#### To do
The data should be restated word for word, in full.

#### Available data

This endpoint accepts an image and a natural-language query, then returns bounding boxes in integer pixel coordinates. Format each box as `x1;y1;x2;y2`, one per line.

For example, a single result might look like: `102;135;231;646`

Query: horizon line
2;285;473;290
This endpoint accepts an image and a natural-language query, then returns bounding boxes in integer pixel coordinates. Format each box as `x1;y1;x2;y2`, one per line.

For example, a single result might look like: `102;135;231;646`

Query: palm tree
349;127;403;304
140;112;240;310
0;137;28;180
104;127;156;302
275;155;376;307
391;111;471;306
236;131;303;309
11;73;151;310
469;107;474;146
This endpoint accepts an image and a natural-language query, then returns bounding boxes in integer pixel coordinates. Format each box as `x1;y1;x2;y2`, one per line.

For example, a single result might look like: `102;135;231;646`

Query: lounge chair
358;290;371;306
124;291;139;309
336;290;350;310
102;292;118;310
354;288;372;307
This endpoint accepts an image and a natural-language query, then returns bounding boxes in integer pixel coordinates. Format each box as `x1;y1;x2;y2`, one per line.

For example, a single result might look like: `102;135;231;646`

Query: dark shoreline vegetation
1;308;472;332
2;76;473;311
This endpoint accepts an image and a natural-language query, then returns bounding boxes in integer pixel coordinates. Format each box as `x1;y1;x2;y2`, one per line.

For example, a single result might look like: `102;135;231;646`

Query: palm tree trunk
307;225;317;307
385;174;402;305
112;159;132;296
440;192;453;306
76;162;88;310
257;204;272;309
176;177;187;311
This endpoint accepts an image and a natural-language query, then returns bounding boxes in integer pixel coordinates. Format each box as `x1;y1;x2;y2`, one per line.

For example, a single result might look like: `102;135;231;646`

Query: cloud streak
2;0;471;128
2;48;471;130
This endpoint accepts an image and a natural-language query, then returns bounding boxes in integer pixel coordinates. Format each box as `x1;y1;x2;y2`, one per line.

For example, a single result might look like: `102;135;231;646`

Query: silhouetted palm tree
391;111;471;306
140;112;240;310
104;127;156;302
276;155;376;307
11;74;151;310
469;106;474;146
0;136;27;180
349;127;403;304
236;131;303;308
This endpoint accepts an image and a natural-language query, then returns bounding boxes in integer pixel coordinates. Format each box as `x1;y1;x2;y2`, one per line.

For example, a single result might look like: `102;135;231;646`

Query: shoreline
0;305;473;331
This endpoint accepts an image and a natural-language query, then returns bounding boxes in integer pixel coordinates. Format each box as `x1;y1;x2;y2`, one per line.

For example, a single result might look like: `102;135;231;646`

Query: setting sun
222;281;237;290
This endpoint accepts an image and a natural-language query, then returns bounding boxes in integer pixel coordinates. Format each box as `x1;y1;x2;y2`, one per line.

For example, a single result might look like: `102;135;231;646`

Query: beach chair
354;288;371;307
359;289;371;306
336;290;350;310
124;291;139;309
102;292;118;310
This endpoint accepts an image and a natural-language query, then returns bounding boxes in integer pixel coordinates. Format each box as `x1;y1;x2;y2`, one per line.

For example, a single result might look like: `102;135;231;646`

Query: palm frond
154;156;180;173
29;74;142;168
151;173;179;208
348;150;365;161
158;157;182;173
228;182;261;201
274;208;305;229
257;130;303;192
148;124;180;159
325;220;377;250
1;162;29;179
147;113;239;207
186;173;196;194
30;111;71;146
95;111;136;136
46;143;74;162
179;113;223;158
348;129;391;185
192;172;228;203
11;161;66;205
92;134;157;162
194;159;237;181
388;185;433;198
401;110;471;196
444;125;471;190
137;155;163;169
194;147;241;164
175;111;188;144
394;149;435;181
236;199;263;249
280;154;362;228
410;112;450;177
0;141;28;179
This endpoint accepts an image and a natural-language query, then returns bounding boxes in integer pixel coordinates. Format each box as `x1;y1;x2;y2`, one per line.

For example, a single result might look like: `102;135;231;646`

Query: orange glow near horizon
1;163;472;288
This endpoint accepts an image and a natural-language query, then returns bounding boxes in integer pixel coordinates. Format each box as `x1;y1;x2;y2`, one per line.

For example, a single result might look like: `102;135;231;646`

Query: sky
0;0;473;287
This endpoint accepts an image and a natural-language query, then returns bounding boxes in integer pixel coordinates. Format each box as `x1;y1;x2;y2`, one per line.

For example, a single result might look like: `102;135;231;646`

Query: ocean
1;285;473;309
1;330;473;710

#### Answer box
This endpoint accepts an image and a natural-language query, then returns bounding boxes in integer pixel coordinates. Format each box as `x1;y1;x2;y2`, one per line.

For example, a single result might look like: `102;135;231;646`

Query: horizon line
2;285;473;290
This endpoint accepts an image and a natural-language query, then returns bounding boxes in integer pixel coordinates. Format each box as `x1;y1;x2;y2`, one per line.

For example, a single result might look like: `102;135;231;646`

Query: palm tree
349;127;403;304
140;112;240;310
0;137;28;180
104;127;156;302
275;155;376;307
391;111;471;306
236;131;303;309
11;73;151;310
469;107;474;146
This endpoint accepts an image and a natural-language query, then returns bounding boxes in integer pixel coordinates. Format each box as `x1;y1;x2;y2`, one per line.

For example, a single result might look like: `102;135;231;646`

Query: lounge chair
358;290;371;306
124;291;139;309
336;290;350;310
102;292;118;310
354;288;372;307
This endpoint accepts an image and a natural-language query, then returns bounding boxes in integer pixel coordinates. Format each box as `x1;y1;x2;y2`, one per line.

For example, a single result might look like: `102;135;231;646`

Query: dark shoreline vegetation
1;308;472;332
2;76;473;311
This endpoint accepts an image and a natural-language query, then returns bounding boxes in integer pixel coordinates. Format each box as `x1;y1;x2;y2`, one per line.

For example, a single result might look like: `102;135;231;646`

Query: palm tree trunk
307;225;317;307
385;174;402;305
112;159;132;296
440;192;453;306
76;162;88;310
257;204;272;309
176;177;187;311
This endpoint accepts an image and a natural-language query, then returns bounding boxes in integer pixel coordinates. Format each box as `x1;y1;x2;y2`, one per line.

For example, a single result might look like: `102;135;231;646`

Query: cloud streak
2;0;471;128
2;48;471;130
This endpoint accepts an image and a natural-language query, then returns bounding boxes in integer pixel coordinates. Format each box as `x1;y1;x2;y2`, one per line.

For example, a single result might look like: `102;135;231;646`

Query: silhouetted palm tree
391;111;471;306
140;112;240;310
104;127;156;302
276;155;376;307
11;74;151;310
469;106;474;146
0;136;27;180
349;127;403;304
236;131;303;308
This endpoint accepts an image and a natural-language query, then returns bounding boxes in integer pixel coordinates. Format each box as `x1;y1;x2;y2`, one per line.

For example, a single result might look like: `102;135;231;646`

Query: shoreline
0;305;473;331
This endpoint accepts an image and a natural-language query, then returns bounding boxes in integer pixel coordinates. Format each box as `x1;y1;x2;y2`, one per line.

For example, a single result might look like: `102;135;231;646`

Query: setting sun
222;281;237;290
This endpoint accepts an image and a natural-language query, then returns bounding boxes in integer pixel coordinates. Format each box as `x1;y1;x2;y2`, one per line.

For example, a single result might look like: `102;135;231;646`

Query: beach chair
354;288;371;307
359;289;371;306
336;290;350;310
124;291;139;309
102;292;118;310
This endpoint accepts an image and a natural-language query, then returns bounding boxes in integer pixel coordinates. Format each box as `x1;y1;x2;y2`, one per line.

For example, a single result might look like: `102;135;231;646`

Query: palm frond
154;156;180;173
29;74;142;168
151;173;179;208
348;150;365;161
158;157;182;173
228;182;261;201
274;208;305;229
257;130;303;192
148;124;180;159
325;220;377;250
1;162;29;179
147;113;239;207
186;173;196;194
30;111;71;146
95;111;136;136
46;143;74;162
179;113;223;158
348;129;391;185
192;172;228;203
11;161;66;205
92;134;157;162
194;159;237;181
388;185;433;198
401;110;471;196
444;125;471;190
137;155;163;169
194;147;241;164
175;111;188;144
394;149;435;181
236;199;263;249
280;154;362;228
410;112;450;177
0;141;28;179
This endpoint accepts an image and a natural-language query, then returns bounding boxes in integer pixel coordinates. Format each box as `x1;y1;x2;y2`, one per line.

For example, a single result might look like: `102;135;231;646`

Query: orange glow near horizon
1;163;472;288
This endpoint accepts an image and a natural-language query, then returns bounding boxes in integer pixel coordinates. Format each box as `x1;y1;x2;y2`, one per line.

For example, a single result might look like: `102;135;231;646`

Query: sky
0;0;473;287
This endpoint accepts an image and a natural-language query, then returns bounding boxes in integer pixel coordinates. Format each box as `x1;y1;x2;y2`, one per line.

For example, a single result might look like: `102;135;231;646`

Query: ocean
1;285;473;309
1;330;473;710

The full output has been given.